WHAT YOU WILL DO —
Render the data below as a Markdown table with two columns, Row and Line. Give each non-blank line its own row, numbered in order, and leave out the blank lines.

⁂

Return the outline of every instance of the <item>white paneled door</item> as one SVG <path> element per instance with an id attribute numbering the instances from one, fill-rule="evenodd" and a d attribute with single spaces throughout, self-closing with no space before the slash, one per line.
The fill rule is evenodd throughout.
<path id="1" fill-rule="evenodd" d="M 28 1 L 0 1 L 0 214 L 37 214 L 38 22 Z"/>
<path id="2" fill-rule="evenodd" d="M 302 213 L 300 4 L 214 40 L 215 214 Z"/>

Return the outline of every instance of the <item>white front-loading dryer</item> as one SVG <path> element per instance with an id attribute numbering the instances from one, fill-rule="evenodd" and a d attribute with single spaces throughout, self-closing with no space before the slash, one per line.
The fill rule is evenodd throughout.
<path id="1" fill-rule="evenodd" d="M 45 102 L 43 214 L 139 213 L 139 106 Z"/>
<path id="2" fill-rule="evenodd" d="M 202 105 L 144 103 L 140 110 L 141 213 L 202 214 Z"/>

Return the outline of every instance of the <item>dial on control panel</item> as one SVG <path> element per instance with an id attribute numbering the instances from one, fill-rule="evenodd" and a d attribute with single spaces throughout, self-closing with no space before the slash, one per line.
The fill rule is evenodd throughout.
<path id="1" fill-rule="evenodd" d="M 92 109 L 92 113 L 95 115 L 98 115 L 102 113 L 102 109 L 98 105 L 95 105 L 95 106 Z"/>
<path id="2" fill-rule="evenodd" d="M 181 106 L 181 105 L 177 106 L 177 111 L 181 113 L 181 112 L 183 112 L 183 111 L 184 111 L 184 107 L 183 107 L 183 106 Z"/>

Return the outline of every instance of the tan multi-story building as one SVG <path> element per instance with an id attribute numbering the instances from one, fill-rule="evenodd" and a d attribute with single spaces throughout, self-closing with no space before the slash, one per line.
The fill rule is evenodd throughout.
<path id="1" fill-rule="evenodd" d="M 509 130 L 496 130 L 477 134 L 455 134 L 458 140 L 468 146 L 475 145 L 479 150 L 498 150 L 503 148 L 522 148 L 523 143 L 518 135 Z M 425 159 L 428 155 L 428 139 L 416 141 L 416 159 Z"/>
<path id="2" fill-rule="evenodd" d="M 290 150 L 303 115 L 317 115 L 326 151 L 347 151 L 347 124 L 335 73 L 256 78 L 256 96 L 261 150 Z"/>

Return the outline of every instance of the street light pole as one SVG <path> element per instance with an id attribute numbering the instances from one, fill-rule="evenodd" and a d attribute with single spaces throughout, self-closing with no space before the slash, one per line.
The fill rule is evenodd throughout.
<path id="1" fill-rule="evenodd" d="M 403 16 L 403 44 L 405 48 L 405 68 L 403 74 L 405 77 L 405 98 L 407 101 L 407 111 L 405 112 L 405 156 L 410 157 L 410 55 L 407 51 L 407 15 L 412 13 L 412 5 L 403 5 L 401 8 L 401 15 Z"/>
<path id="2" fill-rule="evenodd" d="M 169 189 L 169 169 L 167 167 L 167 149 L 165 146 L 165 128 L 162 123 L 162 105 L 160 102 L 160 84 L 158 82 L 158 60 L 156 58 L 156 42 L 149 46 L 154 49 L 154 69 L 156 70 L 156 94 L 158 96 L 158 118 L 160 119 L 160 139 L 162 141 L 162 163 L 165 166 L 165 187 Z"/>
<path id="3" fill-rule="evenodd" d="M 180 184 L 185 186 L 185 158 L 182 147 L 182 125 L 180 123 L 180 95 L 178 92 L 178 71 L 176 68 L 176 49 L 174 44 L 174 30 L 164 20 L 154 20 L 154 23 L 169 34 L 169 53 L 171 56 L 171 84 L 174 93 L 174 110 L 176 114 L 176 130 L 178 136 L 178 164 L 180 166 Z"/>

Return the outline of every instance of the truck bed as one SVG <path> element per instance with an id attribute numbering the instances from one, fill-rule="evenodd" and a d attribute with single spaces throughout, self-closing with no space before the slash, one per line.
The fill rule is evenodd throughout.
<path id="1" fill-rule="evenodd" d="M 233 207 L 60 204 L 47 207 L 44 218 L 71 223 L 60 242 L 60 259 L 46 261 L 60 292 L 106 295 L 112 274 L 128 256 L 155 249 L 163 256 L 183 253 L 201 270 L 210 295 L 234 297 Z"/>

⁂

EXERCISE SOLUTION —
| Row | Line |
|---|---|
| 1 | Return the outline of every instance of the <item>white paneled door</item> as one SVG <path> element per instance with an id attribute numbering the instances from one, fill-rule="evenodd" and a d attribute with single spaces throughout, self-closing with no space before the slash, one per line. |
| 2 | The fill rule is evenodd throughout. |
| 3 | <path id="1" fill-rule="evenodd" d="M 28 1 L 0 1 L 0 214 L 37 214 L 38 22 Z"/> |
| 4 | <path id="2" fill-rule="evenodd" d="M 302 213 L 300 4 L 214 40 L 215 214 Z"/> |
| 5 | Return the outline of every instance of the <item>white front-loading dryer</item> as one SVG <path> element per instance with an id attribute numbering the instances from one, fill-rule="evenodd" and a d attribute with single spaces throughout, self-closing with no space before the slash, one per line. |
| 6 | The fill rule is evenodd throughout. |
| 7 | <path id="1" fill-rule="evenodd" d="M 45 102 L 43 214 L 139 213 L 139 106 Z"/> |
| 8 | <path id="2" fill-rule="evenodd" d="M 202 105 L 144 103 L 140 110 L 141 213 L 202 214 Z"/> |
| 9 | Return the outline of every instance of the <item>dial on control panel</item> as one SVG <path> element per instance with an id attribute numbering the instances from one, fill-rule="evenodd" and a d attribute with single spaces throughout, self-closing with no space before the slash, one per line. |
| 10 | The fill rule is evenodd throughout. |
| 11 | <path id="1" fill-rule="evenodd" d="M 92 109 L 92 113 L 95 115 L 98 115 L 102 113 L 102 109 L 98 105 L 95 105 L 95 106 Z"/> |
| 12 | <path id="2" fill-rule="evenodd" d="M 181 106 L 181 105 L 177 106 L 177 111 L 181 113 L 181 112 L 183 112 L 183 111 L 184 111 L 184 107 L 183 107 L 183 106 Z"/> |
| 13 | Return the outline of every instance of the tan multi-story building as one SVG <path> element per instance with an id attribute numbering the instances from one, fill-rule="evenodd" and a d attribute with single spaces throughout, self-closing with no space before the slash, one per line. |
| 14 | The fill rule is evenodd throughout. |
| 15 | <path id="1" fill-rule="evenodd" d="M 509 130 L 496 130 L 477 134 L 455 134 L 458 140 L 468 146 L 475 145 L 479 150 L 498 150 L 503 148 L 522 148 L 523 143 L 518 135 Z M 425 159 L 428 155 L 428 139 L 416 141 L 416 159 Z"/> |
| 16 | <path id="2" fill-rule="evenodd" d="M 290 150 L 303 115 L 317 115 L 326 151 L 347 151 L 347 124 L 335 73 L 256 78 L 256 96 L 261 150 Z"/> |
| 17 | Return the outline of every instance of the street light pole as one SVG <path> element per instance with an id attribute numbering the instances from one, fill-rule="evenodd" and a d attribute with single spaces throughout, self-closing with no space before the slash, one per line. |
| 18 | The fill rule is evenodd throughout. |
| 19 | <path id="1" fill-rule="evenodd" d="M 403 16 L 403 44 L 405 48 L 405 68 L 403 74 L 405 77 L 405 98 L 407 101 L 407 111 L 405 112 L 405 156 L 410 157 L 410 55 L 407 51 L 407 15 L 412 13 L 412 5 L 403 5 L 401 8 L 401 15 Z"/> |
| 20 | <path id="2" fill-rule="evenodd" d="M 169 189 L 169 169 L 167 167 L 167 149 L 165 146 L 165 128 L 162 123 L 162 105 L 160 102 L 160 84 L 158 82 L 158 60 L 156 58 L 156 42 L 149 46 L 154 49 L 154 69 L 156 70 L 156 94 L 158 96 L 158 118 L 160 119 L 160 139 L 162 141 L 162 163 L 165 166 L 165 187 Z"/> |
| 21 | <path id="3" fill-rule="evenodd" d="M 180 184 L 185 186 L 185 158 L 182 147 L 182 125 L 180 123 L 180 95 L 178 92 L 178 71 L 176 68 L 176 49 L 174 44 L 174 30 L 164 20 L 154 20 L 154 23 L 169 34 L 169 53 L 171 56 L 171 84 L 174 93 L 174 110 L 176 114 L 176 130 L 178 136 L 178 164 L 180 166 Z"/> |
| 22 | Return the outline of every instance of the truck bed as one SVG <path> element per instance with an id attribute numbering the instances from one, fill-rule="evenodd" and a d attribute with single spaces throughout, self-closing with no space before the slash, one per line. |
| 23 | The fill rule is evenodd throughout. |
| 24 | <path id="1" fill-rule="evenodd" d="M 233 207 L 60 204 L 47 207 L 44 218 L 71 223 L 60 242 L 60 259 L 46 261 L 60 292 L 106 295 L 112 274 L 128 256 L 155 249 L 163 256 L 183 253 L 201 270 L 210 295 L 234 297 Z"/> |